> CONSIGNE DE TRAVAIL 1: Recopiez le passage de la critique du film L'Insoutenable légèreté de l'être compris entre « Réalisé seulement cinq » et « sans aucun génie. », bornes incluses.
> CONSIGNE DE TRAVAIL 2: Poursuivez, s'il vous plaît, la critique du film L'Insoutenable légèreté de l'être à la suite de sa dernière phrase.

> EXTRAIT PRÉSENTÉ:
* * * *
Réalisé seulement cinq ans après la publication du plus célèbre roman de Milan Kundera, L’Insoutenable légèreté de l’être aurait pu être de ces brillantes adaptations si le projet n’avait pas été supervisé par Philip Kaufman, réalisateur honnête mais sans aucun génie.
Des quelques romans écrits par le célèbre écrivain tchèque naturalisé français, parmi lesquels le magnifique La vie est ailleurs, seul le plus célèbre d’entre eux, L’Insoutenable Légèreté de l’être (publié en 1984) aura fait l’objet d’une adaptation cinématographique. Compte tenu du style très personnel de Kundera, où les multiples ellipses et ruptures dans le récit ont pour seul objectif l’atteinte d’une sorte de sublimation, il y avait de quoi espérer un film à la mise en scène et au montage inventifs où se mêleraient romantisme et abstraction de l’être, projections et immatérialité du désir. Mais plutôt que de se nourrir de ce qui fait l’essence même du style de Kundera, Philip Kaufman, honnête réalisateur dépourvu du moindre génie, ne sort jamais d’un cahier des charges édicté par un scénario habilement écrit par Jean-Claude Carrière. Plutôt que de plonger dans les tréfonds tortueux de l’âme de Tomas, chirurgien séducteur, l’adaptation va plutôt chercher le juste équilibre entre l’histoire d’amour chaloupée entre deux des personnages principaux et une reconstitution historique (nous sommes à Prague pendant les événements de 1968).
Plongés au cœur des tourments de l’histoire, ce qui nous vaudra quelques scènes d’anthologie de reconstitution de la révolte populaire face aux chars soviétiques, les personnages ne sortent jamais véritablement de la pose à laquelle on les condamne : l’amante sulfureuse, l’épouse révoltée qui se lève dignement contre la censure, l’homme hédoniste rattrapé par son insouciance, etc. C’est avec l’application scolaire d’un metteur en scène faussement concerné par l’incandescence de son sujet que Philip Kaufman tente de saisir les tourments de ses personnages. Mais malheureusement, en prodiguant un système voué à la pure représentation, le réalisateur ne prend jamais le risque que quelque chose lui échappe ou se dérobe, quitte à flirter avec le cliché et une esthétique un brin tape-à-l’œil qui fait du charme slave un piège à touristes.
* * * *
> LIGNES RÉPERTORIÉES:
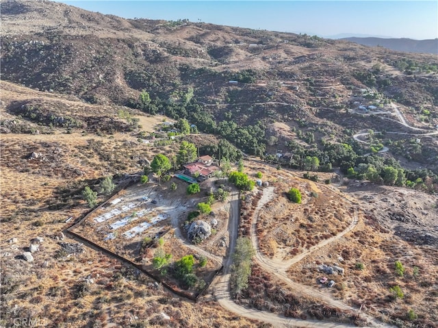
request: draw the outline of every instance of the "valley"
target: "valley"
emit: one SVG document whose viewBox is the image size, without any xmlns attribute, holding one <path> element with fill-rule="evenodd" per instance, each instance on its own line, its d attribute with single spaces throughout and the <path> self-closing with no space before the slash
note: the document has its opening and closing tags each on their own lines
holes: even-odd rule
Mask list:
<svg viewBox="0 0 438 328">
<path fill-rule="evenodd" d="M 436 326 L 436 55 L 1 21 L 0 326 Z"/>
</svg>

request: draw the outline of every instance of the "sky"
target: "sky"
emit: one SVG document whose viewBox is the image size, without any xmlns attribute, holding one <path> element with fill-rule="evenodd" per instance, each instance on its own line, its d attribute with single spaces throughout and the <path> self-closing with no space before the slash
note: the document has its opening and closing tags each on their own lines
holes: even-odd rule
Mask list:
<svg viewBox="0 0 438 328">
<path fill-rule="evenodd" d="M 127 18 L 211 23 L 326 38 L 438 38 L 438 1 L 57 0 Z M 343 34 L 343 35 L 339 35 Z"/>
</svg>

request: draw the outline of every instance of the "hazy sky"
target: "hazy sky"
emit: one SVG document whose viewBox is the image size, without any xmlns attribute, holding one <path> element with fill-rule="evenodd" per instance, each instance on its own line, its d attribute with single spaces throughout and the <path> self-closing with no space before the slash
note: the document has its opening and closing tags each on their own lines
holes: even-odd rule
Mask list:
* * * *
> RÉPONSE 1:
Réalisé seulement cinq ans après la publication du plus célèbre roman de Milan Kundera, L’Insoutenable légèreté de l’être aurait pu être de ces brillantes adaptations si le projet n’avait pas été supervisé par Philip Kaufman, réalisateur honnête mais sans aucun génie.

> RÉPONSE 2:
Servie par une photographie un peu nébuleuse (peut-être qu’un jour on redécouvrira sous un nouvel angle le travail de nombreux chefs opérateurs des années 1980 ?), la mise en scène oscille entre image d’Épinal d’un Prague fantasmé (à l’époque de la réalisation du film, le bloc communiste n’était pas encore tombé) et drame intimiste où les enjeux sentimentaux se rejouent sur l’oreiller jusqu’à épuisement des corps. Mais même l’érotisme des certaines scènes fait chic et toc, comme si le réalisateur était trop conscient du potentiel sulfureux de son film pour l’assumer jusqu’au bout. Cela donne un résultat vaguement pudibond quand le livre pose la question de l’affranchissement de la morale, ce qui ne fait jamais oublier qu’en dépit du roman de Kundera, du scénariste français et des acteurs européens, le projet porte en lui certains travers du puritanisme du pays qui l’a produit : les États-Unis. Daniel Day-Lewis et Juliette Binoche (qu’on fait parler anglais avec un accent à couper au couteau) font ce qu’ils peuvent pour donner à leurs aventures ce souffle épique attendu. Mais malheureusement rien n’y fait. Si le film n’est jamais vraiment honteux, le résultat fait constamment regretter ce que cette adaptation aurait pu donner entre les mains d’un réalisateur plus téméraire.